» Task goal:
Reproduce these lines verbatim.

[Start Records for the task]

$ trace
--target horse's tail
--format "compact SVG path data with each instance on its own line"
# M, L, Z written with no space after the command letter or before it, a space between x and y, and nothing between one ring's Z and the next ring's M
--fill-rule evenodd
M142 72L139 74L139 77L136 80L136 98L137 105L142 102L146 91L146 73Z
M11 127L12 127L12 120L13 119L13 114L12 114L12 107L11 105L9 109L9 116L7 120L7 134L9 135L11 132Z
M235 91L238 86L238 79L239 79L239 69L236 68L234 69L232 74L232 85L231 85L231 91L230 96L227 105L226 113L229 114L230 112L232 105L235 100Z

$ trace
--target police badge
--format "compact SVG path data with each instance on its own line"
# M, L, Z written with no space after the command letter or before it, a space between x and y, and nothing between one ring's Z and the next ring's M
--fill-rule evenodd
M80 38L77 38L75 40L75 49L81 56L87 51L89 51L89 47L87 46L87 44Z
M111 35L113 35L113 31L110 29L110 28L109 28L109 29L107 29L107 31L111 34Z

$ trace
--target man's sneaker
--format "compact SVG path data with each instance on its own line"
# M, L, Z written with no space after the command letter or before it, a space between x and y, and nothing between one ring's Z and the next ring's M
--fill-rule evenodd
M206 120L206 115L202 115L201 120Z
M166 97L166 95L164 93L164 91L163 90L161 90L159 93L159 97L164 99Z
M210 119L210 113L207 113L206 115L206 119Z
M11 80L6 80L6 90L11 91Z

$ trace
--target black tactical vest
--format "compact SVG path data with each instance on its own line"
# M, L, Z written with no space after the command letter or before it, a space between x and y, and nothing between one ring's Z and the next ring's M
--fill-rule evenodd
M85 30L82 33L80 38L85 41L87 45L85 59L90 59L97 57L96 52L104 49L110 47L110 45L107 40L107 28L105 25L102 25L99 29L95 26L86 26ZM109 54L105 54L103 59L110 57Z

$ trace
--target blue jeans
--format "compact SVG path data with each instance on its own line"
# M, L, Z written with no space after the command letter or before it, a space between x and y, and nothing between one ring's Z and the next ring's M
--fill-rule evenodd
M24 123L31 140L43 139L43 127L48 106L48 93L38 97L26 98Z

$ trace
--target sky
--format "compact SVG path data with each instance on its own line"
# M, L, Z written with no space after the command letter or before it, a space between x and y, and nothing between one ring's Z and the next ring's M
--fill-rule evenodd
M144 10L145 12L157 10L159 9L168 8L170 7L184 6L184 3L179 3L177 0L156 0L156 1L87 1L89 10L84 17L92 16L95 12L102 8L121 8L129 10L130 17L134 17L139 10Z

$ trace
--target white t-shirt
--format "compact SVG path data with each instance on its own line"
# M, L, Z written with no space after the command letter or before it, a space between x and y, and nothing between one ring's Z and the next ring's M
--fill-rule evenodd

[End Records for the task]

» Written response:
$ trace
--target horse's tail
--format "compact SVG path data with each instance on its own line"
# M, L, Z written with no space after the command letter or before it, a space between x and y, and nothing between one ring's Z and the next ring's M
--fill-rule evenodd
M142 72L139 74L139 77L136 80L136 98L137 105L142 102L146 91L146 73Z
M11 127L12 127L12 120L13 119L13 114L12 114L12 107L11 105L9 109L9 116L7 120L7 134L9 135L11 132Z
M235 91L238 86L238 79L239 79L239 69L236 68L234 69L232 74L232 85L231 85L231 91L230 96L227 105L226 113L229 114L230 112L232 105L235 100Z

$ trace
--target police badge
--format "compact SVG path data with each instance on its own line"
# M, L, Z written with no space after the command letter or before it, a space between x and y, and nothing between one ring's Z and the next ring's M
--fill-rule evenodd
M80 38L77 38L75 40L75 49L81 56L87 51L89 51L89 47L87 46L87 44Z
M111 35L113 35L113 31L110 29L110 28L109 28L109 29L107 29L107 31L111 34Z

$ trace
--target man's sneaker
--format "compact SVG path data with each instance on its own line"
# M, L, Z written with no space after the command letter or before it, a space between x and y, and nothing between one ring's Z and the next ring's M
--fill-rule evenodd
M206 120L206 115L202 115L201 120Z
M166 97L166 95L164 93L164 91L163 90L161 90L159 93L159 97L164 99Z
M210 119L210 113L207 113L206 115L206 119Z
M11 80L6 80L6 90L11 91Z

$ trace
--target black tactical vest
--format "compact SVG path data with each instance on its own line"
# M, L, Z written with no space after the command letter or before it, a space between x and y, and nothing between one ring's Z and the next ring's M
--fill-rule evenodd
M85 30L82 33L80 38L85 41L87 45L85 59L90 59L97 57L96 52L104 49L110 47L110 45L107 40L107 28L105 25L102 25L99 29L95 26L86 26ZM109 54L105 54L103 59L110 57Z

$ trace
--target blue jeans
--format "compact SVG path data with each instance on its own line"
# M, L, Z written with no space after the command letter or before it, a space between x and y, and nothing between one ring's Z and the next ring's M
--fill-rule evenodd
M24 123L31 140L43 139L43 127L48 106L48 93L38 97L26 98Z

$ trace
--target sky
--format "compact SVG path data with each instance on its own line"
# M, L, Z written with no space after the command letter or before it, a space between x and y, and nothing between one ring's Z and the next ring's M
--fill-rule evenodd
M144 10L145 12L157 10L159 9L168 8L170 7L184 6L184 3L179 3L177 0L156 0L156 1L87 1L89 10L84 17L92 16L95 12L102 8L121 8L129 10L130 17L134 17L139 10Z

$ trace
--target white t-shirt
--format "compact SVG path data with each instance on its own line"
# M, L, Z written with no space after the command letter or before it, a space between x and y, and nothing between one ring's Z and the next ring's M
--fill-rule evenodd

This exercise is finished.